» **Required work**: Carry on the critique of the kidnapping movie below, picking up after its final sentence.

The premise is bad. The villains kidnap the hero's girlfriend so that he'll drive around New York City carrying 5 million dollars in his trunk. Why not just hide the money?

The pacing is bad. A huge amount of this movie is taken up by scenes of the hero driving around in his cab. JUST driving.

The flashbacks are bad. The flashbacks make up the majority of the movie. The hero flashes back to his girlfriend, then flashes back to a DREAM he had about his girlfriend, then flashes back to his girlfriend some more -- given the lengths of all these flashbacks, their relationship must have lasted since the late Renaissance -- then flashes back to earlier scenes in the movie.

» **Items**:
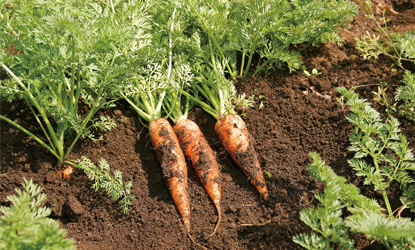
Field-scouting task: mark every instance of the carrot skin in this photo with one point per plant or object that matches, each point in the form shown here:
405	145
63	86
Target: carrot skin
234	136
198	151
173	165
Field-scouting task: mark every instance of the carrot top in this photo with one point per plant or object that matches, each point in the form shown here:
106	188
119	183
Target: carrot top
219	92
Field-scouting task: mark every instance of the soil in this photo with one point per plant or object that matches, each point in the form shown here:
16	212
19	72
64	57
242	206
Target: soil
300	115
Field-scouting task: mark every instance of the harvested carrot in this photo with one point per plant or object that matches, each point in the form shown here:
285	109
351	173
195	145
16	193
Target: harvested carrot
173	165
198	151
234	136
220	93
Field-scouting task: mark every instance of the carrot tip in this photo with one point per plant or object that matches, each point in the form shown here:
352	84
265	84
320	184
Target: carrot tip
194	242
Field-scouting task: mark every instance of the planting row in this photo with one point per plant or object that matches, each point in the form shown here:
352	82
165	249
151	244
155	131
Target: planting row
164	58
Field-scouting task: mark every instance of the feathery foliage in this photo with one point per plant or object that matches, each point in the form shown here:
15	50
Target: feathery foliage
113	186
67	52
329	225
406	95
371	137
25	225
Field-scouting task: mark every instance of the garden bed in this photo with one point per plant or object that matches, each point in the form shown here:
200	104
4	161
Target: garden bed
300	114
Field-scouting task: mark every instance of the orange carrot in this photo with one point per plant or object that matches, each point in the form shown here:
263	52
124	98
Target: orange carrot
198	151
173	166
234	136
66	173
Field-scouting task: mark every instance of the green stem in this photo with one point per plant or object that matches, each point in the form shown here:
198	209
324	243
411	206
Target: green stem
94	109
385	197
243	61
260	68
212	37
248	65
140	112
203	105
32	136
41	111
43	128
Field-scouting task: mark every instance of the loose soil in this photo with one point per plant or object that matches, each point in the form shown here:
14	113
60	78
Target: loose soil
300	115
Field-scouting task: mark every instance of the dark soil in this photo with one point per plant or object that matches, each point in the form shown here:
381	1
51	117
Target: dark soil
300	115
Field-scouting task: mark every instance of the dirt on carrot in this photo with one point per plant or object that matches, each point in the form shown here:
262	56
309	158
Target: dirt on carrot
174	169
234	135
173	165
198	151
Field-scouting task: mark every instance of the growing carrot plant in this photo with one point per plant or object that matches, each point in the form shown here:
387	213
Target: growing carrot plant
113	186
373	138
406	95
329	225
267	28
67	53
25	224
399	47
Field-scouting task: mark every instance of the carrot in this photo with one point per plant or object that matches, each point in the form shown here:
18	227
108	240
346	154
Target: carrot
173	166
66	173
234	136
198	151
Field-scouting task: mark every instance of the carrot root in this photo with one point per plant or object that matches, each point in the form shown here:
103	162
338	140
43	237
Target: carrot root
234	136
198	151
173	166
174	169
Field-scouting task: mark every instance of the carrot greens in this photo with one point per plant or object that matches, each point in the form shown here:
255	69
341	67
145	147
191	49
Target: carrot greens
67	52
328	222
371	138
25	224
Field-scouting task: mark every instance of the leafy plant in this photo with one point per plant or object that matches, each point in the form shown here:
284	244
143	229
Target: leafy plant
397	46
382	98
113	186
70	52
406	95
25	225
382	142
329	225
265	28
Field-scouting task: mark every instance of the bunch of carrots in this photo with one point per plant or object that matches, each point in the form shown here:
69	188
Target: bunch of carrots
173	91
185	140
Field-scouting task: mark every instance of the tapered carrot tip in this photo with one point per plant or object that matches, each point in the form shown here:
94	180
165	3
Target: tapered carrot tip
234	136
198	151
173	165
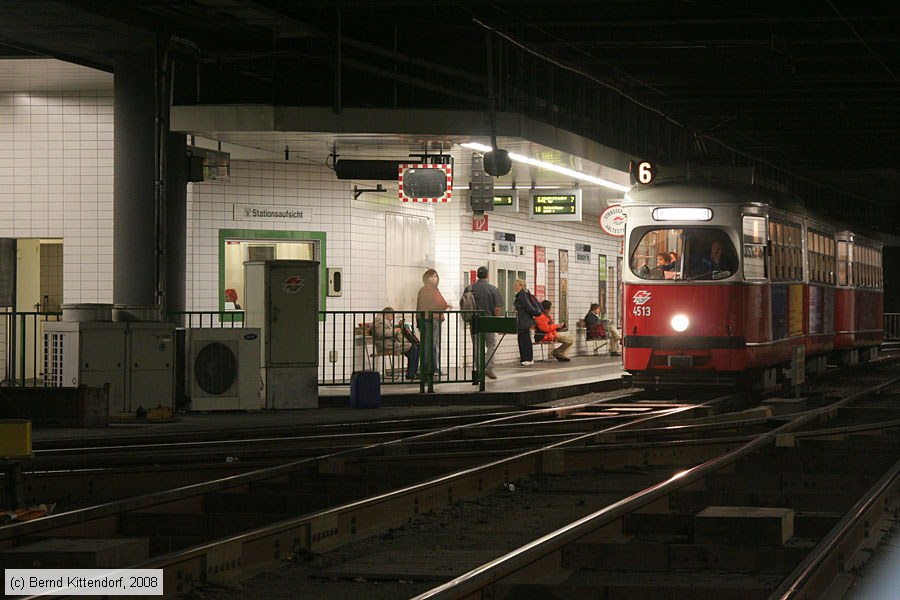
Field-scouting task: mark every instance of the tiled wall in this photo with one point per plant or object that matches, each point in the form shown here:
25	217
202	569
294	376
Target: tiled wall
475	249
51	277
354	228
56	181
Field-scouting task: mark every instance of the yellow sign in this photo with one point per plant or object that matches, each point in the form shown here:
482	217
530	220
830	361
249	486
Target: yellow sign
795	311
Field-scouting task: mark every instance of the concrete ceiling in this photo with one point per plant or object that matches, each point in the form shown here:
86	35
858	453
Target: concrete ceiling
809	90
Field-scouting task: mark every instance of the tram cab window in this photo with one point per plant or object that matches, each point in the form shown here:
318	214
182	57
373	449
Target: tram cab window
702	253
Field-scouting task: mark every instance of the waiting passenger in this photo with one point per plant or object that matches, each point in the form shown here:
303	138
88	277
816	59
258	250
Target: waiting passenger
391	339
547	330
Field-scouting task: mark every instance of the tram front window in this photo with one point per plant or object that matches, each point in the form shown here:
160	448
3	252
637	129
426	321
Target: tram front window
684	254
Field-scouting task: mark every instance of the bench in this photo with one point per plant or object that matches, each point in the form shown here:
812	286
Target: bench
545	355
595	344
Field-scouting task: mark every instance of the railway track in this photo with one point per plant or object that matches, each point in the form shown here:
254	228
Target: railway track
374	486
656	471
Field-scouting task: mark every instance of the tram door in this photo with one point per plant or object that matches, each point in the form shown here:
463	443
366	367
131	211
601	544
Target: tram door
38	288
505	275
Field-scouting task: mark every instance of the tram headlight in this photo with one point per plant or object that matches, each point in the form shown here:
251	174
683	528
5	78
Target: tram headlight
680	323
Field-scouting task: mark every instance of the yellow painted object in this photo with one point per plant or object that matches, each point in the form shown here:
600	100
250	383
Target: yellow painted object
15	438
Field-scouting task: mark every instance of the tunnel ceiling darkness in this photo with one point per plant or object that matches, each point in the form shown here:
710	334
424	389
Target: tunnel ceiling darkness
806	92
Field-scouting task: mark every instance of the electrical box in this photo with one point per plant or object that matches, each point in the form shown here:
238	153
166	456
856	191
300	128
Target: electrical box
481	187
282	299
335	282
223	368
136	359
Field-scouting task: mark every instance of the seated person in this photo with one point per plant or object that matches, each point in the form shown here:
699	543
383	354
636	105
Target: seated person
670	270
662	261
673	262
390	339
547	330
597	328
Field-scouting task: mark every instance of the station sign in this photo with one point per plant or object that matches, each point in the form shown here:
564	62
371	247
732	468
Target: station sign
612	221
425	182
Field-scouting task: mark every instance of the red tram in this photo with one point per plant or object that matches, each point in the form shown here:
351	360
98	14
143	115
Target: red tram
758	289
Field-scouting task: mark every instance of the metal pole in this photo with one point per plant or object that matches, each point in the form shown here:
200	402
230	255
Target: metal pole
481	360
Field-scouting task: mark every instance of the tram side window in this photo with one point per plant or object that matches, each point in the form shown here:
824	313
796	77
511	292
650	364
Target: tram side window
795	244
754	240
832	269
818	248
843	271
776	232
645	259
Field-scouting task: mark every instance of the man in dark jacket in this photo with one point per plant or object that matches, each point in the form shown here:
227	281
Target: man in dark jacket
524	323
489	302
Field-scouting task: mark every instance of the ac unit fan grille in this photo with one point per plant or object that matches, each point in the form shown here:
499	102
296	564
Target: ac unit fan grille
215	368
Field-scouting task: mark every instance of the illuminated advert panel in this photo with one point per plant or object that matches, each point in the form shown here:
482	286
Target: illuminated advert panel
556	205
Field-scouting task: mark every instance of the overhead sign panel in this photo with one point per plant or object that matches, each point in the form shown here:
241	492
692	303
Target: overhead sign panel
556	205
425	182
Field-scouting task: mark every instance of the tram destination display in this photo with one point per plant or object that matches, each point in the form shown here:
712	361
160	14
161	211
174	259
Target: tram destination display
556	205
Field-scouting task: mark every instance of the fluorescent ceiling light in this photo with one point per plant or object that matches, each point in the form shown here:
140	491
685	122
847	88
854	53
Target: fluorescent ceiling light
682	214
550	167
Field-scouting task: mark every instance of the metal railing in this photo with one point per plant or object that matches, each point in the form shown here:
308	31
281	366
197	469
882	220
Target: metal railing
891	326
346	344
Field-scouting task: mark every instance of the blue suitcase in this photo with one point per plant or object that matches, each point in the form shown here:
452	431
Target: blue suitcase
365	389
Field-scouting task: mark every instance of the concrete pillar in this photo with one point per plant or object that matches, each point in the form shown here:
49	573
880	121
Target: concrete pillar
176	222
134	192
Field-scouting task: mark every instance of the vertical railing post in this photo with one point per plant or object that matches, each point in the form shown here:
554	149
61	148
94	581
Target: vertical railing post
481	359
22	358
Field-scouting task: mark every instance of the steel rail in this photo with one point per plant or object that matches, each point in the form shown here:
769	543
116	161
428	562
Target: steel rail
472	584
156	499
828	559
261	549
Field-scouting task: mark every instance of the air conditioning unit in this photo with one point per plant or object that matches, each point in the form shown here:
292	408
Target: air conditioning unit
222	369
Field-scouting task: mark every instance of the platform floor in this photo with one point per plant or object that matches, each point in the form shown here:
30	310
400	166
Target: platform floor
515	385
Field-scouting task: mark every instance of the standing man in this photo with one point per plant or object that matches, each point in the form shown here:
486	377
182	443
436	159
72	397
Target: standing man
489	302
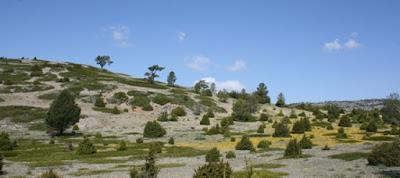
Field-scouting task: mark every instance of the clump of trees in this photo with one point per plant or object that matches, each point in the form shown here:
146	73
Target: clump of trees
103	60
280	102
245	144
214	167
86	147
152	73
386	154
262	94
243	109
293	149
149	169
63	112
153	129
281	130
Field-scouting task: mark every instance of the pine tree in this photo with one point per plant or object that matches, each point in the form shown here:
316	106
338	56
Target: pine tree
63	112
171	78
293	149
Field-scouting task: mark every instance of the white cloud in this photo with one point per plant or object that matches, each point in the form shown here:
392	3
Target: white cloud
120	35
352	44
198	63
230	85
333	45
237	66
182	36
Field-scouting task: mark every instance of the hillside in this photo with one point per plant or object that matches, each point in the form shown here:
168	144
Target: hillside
28	87
365	104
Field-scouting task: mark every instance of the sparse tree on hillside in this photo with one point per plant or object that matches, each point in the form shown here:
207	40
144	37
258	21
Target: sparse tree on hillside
213	88
200	86
262	94
63	112
103	60
281	100
152	74
171	78
391	109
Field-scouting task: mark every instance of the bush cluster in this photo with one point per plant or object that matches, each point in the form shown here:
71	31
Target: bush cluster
281	130
178	111
245	144
86	147
153	129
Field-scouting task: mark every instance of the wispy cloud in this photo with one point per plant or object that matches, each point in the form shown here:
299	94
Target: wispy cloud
239	65
230	85
198	63
182	36
120	35
351	43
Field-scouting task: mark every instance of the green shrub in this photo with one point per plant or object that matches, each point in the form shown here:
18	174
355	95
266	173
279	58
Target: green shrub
213	170
99	102
226	121
341	133
293	114
139	140
161	99
49	174
213	155
345	121
386	154
280	114
205	120
5	142
230	155
122	146
133	173
298	127
244	144
156	147
326	147
263	117
305	143
261	128
86	147
371	127
293	149
263	144
233	139
178	111
153	129
1	163
281	130
163	117
171	141
210	114
120	97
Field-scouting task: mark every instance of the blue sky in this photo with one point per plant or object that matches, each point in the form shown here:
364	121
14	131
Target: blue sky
309	50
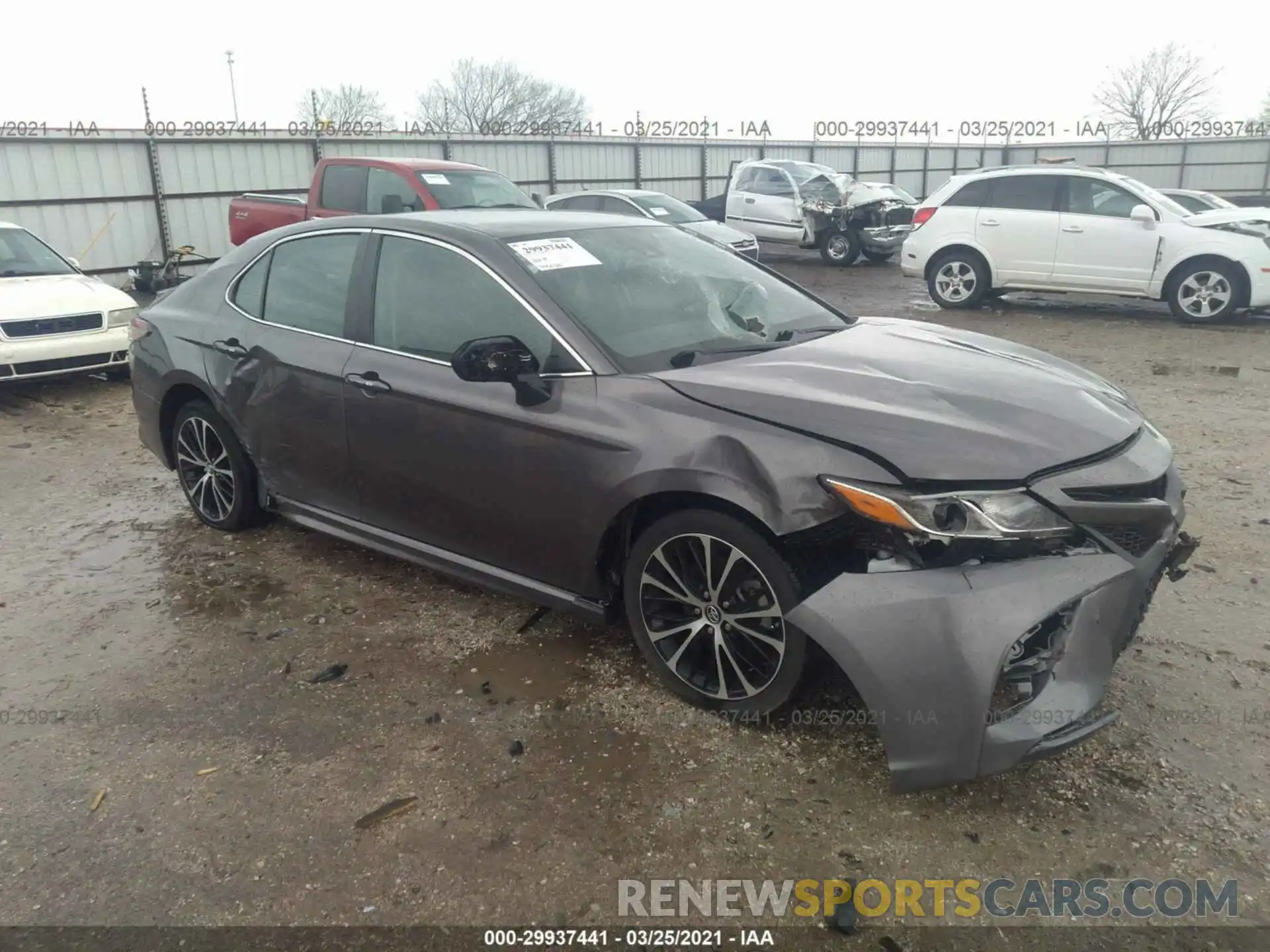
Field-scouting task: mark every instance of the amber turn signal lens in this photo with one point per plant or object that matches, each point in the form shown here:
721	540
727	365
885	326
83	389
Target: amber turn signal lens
872	506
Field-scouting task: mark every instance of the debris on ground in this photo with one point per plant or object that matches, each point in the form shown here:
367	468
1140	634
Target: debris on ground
394	808
334	673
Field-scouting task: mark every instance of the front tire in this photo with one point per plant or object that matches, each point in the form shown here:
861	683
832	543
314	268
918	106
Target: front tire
706	597
840	248
1206	292
214	470
959	280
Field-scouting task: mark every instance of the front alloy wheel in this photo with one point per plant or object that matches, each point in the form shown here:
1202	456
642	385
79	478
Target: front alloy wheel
1203	296
709	616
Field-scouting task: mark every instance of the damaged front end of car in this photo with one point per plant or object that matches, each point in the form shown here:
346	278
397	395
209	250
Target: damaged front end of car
981	626
878	212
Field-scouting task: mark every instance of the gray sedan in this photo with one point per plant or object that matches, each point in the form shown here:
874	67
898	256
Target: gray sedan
611	416
659	207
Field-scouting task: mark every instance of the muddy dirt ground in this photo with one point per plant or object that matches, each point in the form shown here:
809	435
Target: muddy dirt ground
168	666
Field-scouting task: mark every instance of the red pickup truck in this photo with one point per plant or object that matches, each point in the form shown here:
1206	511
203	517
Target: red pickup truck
376	187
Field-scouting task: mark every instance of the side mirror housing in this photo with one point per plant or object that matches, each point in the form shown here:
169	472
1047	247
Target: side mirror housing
505	361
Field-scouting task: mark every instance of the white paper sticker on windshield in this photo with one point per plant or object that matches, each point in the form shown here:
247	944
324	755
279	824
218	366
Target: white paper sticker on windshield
549	254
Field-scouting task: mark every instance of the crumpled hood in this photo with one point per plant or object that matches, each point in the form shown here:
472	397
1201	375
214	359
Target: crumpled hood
935	403
718	231
54	295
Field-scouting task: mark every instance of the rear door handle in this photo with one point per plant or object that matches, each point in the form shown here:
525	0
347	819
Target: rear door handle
230	348
368	382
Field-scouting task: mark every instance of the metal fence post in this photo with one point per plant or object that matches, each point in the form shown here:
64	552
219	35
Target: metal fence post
160	206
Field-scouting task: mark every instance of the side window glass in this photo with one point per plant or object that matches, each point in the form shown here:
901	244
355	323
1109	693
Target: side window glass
620	206
343	188
1031	193
249	292
388	192
308	284
773	182
973	194
429	300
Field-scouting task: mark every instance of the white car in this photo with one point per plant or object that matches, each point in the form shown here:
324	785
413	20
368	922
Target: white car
659	207
1074	229
1194	201
55	319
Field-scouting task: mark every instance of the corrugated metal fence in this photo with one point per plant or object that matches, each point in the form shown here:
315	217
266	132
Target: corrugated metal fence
120	197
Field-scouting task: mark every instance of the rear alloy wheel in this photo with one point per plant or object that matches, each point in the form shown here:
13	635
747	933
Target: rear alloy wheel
840	248
212	467
706	600
958	280
1205	294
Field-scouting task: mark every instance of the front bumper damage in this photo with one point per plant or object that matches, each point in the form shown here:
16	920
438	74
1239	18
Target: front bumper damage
977	668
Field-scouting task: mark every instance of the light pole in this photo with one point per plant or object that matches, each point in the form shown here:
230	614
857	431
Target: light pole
229	59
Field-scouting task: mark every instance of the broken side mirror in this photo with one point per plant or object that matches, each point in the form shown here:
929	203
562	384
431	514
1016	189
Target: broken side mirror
502	360
1143	214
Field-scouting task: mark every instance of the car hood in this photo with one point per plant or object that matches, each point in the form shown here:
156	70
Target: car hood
935	403
54	295
718	231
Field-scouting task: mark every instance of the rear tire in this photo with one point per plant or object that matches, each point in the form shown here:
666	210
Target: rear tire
959	280
212	467
1205	292
840	248
705	598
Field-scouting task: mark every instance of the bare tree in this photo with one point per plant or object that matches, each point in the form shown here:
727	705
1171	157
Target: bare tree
343	107
498	98
1152	97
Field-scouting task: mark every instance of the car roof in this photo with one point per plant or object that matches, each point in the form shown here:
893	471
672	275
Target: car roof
413	164
624	192
493	222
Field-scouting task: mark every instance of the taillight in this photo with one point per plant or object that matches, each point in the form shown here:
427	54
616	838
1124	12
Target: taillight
139	328
921	216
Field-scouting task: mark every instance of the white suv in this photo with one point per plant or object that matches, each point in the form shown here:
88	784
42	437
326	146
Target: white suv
1074	229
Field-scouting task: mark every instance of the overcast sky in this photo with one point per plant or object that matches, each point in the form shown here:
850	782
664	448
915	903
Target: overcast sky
790	63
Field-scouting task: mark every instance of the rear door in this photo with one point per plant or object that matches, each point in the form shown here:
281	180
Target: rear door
458	465
276	366
1099	245
1019	227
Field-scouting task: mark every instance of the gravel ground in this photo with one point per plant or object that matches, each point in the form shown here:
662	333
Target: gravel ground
179	660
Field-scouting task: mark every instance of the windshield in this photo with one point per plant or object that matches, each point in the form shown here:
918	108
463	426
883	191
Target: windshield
651	295
666	208
23	255
1217	201
474	190
1158	197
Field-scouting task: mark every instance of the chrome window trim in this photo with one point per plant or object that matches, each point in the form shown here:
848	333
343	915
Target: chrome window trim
233	286
587	370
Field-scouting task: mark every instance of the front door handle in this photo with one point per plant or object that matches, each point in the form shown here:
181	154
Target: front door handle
368	382
230	348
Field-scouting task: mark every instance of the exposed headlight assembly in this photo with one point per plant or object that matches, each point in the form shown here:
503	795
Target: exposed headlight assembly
1000	514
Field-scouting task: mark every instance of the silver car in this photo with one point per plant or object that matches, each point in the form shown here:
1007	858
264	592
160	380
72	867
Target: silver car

» **Result of the exercise**:
The ending is bad. The hero faces down the bad guy, who puts a gun up to his girlfriend's head threatening to kill her, and the hero reaches behind his back and pulls out a *miniature crossbow* which earlier shots less than a minute before had established was NOT there. The hero shoots the villain through his wide-open mouth, which was probably wide open in astonishment at such a ridiculous Deus-Ex-Machina.

One video store owner said he would give 10 free rentals to anyone who rented The Glass Jungle from him and could say, with a straight face, that he/she liked the movie. No one ever got the free rentals. That's how bad this movie is. You can't even LIE about it being good.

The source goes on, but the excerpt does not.